[Extracted data]:

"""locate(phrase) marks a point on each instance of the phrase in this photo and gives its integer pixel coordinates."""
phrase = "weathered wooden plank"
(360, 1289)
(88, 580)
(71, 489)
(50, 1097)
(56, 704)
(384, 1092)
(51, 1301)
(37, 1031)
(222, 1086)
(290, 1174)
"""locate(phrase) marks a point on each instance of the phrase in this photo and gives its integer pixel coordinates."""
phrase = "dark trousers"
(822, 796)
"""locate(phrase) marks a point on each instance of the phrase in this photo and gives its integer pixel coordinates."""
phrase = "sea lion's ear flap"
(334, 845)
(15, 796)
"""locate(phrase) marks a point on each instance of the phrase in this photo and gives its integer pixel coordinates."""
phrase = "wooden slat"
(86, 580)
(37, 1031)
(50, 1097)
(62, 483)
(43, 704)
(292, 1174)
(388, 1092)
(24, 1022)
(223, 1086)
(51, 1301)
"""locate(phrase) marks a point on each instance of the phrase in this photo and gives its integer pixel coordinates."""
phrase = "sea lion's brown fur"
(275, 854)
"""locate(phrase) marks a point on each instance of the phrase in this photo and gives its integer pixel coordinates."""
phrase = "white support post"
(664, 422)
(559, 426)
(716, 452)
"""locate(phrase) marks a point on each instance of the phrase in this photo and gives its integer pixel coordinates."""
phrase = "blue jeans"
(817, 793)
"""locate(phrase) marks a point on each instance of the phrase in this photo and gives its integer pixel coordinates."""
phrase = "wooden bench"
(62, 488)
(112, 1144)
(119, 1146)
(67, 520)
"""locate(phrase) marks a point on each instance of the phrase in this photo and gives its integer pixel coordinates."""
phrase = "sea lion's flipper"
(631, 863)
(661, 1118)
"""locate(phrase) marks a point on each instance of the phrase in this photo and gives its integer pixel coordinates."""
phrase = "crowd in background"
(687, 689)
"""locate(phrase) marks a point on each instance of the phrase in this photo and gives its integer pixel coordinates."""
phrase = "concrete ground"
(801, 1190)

[Work instructions]:
Lay out the lines from the start of the material through the line holding "(290, 1174)", inclusive, as a Markdown table with the columns Row and Line. Give each line its own numbered row, and leave out blank lines.

[Exercise solution]:
| Row | Line |
|---|---|
| 1 | """locate(phrase) marks a point on each instance of the phrase in this photo and gives its integer pixel coordinates.""" |
| 2 | phrase = "weathered wooden plank" |
| 3 | (360, 1289) |
| 4 | (88, 580) |
| 5 | (71, 489) |
| 6 | (50, 1097) |
| 7 | (56, 704) |
| 8 | (384, 1092) |
| 9 | (51, 1301) |
| 10 | (37, 1031) |
| 11 | (222, 1086) |
| 12 | (290, 1174) |